### PAGE TEXT
###

There is a (debatable?) rule, in the field of film assessment, which states that a critic should be wary of reaching beyond the text or the frame of a given film when evaluating its merits. Sometimes the situation is black-and-white: if I watched Nicole Holofcener’s Enough Said after not eating a single food item for three days, and then wrote a review claiming that the movie was so excruciating that all I could do while watching it was fantasize about my next meal, I would probably have a hard time justifying that statement to a sane reader. However, there are situations in which some leeway is welcome, perhaps even necessary, and it’s simply impossible to watch, write, and/or think about Enough Said without being aware of the fact that James Gandolfini died three months ago at the age of 51.

###

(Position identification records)
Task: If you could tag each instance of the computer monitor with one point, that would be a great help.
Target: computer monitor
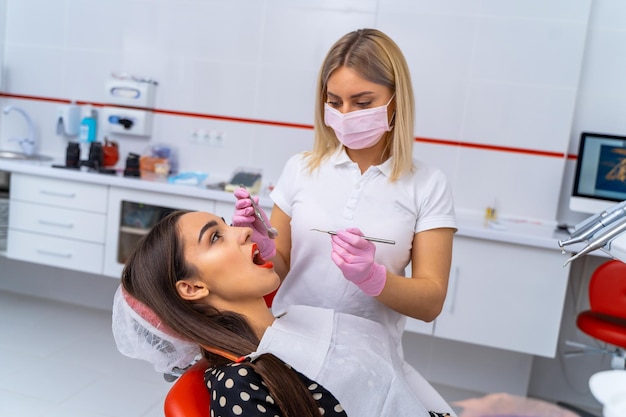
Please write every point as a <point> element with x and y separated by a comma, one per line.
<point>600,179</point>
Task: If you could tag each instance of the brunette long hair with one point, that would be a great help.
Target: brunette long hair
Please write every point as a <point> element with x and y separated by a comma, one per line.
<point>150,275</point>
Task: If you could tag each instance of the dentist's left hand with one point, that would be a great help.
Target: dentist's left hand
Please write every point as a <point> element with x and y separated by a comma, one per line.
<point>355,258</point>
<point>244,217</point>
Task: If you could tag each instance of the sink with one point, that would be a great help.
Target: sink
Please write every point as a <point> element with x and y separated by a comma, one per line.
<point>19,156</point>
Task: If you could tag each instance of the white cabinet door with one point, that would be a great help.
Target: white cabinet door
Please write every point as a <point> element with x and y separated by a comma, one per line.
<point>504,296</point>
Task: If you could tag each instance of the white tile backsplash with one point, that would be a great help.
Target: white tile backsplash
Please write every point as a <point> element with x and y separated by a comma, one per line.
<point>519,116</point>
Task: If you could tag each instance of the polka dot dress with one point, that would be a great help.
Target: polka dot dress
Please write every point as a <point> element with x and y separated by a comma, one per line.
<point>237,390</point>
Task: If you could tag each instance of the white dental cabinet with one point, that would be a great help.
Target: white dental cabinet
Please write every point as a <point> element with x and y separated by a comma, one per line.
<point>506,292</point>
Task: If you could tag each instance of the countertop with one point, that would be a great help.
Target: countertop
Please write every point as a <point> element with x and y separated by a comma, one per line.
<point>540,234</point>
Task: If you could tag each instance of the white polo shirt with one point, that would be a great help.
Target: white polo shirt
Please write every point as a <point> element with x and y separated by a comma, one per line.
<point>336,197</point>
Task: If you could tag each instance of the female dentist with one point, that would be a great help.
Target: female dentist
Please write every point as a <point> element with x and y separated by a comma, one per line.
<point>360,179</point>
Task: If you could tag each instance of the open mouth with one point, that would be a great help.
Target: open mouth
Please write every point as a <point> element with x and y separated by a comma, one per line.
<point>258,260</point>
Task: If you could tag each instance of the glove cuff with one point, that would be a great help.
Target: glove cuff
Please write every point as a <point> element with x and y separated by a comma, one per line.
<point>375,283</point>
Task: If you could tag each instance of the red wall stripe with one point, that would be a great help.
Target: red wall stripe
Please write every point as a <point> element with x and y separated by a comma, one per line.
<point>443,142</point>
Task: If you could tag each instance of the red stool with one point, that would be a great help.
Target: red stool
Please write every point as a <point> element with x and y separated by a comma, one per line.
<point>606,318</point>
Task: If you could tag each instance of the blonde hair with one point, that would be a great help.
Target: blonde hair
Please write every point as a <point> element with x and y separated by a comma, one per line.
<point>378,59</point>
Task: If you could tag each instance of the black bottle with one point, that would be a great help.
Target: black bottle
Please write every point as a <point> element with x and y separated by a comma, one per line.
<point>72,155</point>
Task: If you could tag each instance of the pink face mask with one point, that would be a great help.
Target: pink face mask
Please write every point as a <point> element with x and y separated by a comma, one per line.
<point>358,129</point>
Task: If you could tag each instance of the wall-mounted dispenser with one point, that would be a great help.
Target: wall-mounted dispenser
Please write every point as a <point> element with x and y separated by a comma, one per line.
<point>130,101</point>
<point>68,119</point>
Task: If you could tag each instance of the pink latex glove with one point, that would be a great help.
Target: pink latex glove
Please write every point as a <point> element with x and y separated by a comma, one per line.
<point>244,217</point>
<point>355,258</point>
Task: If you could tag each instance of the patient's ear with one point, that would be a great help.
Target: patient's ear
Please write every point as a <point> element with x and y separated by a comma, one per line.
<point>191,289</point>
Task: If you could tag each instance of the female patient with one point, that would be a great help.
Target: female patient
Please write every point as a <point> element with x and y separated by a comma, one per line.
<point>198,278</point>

###

### WRITTEN TASKS
1) Decide whether each statement agrees with the film review above, answering yes or no and quoting the words of the review that settle it. (a) Enough Said was directed by Nicole Holofcener. (b) James Gandolfini died at the age of 61. (c) The writer holds that the rule against reaching beyond a film never allows any leeway.
2) In the listing, convert the part from the line containing "Task: If you could tag each instance of the countertop" up to and including the line containing "<point>540,234</point>" into a two-column CSV with columns request and points, one row per request. Put each value in a single quoted field, with line breaks replaced by spaces.

### RESULTS OF THE EXERCISE
1)
(a) Yes: "Nicole Holofcener’s Enough Said"
(b) No: "died three months ago at the age of 51"
(c) No: "there are situations in which some leeway is welcome, perhaps even necessary"

2)
request,points
"Task: If you could tag each instance of the countertop with one point, that would be a great help. Target: countertop Please write every point as a <point> element with x and y separated by a comma, one per line.","<point>540,234</point>"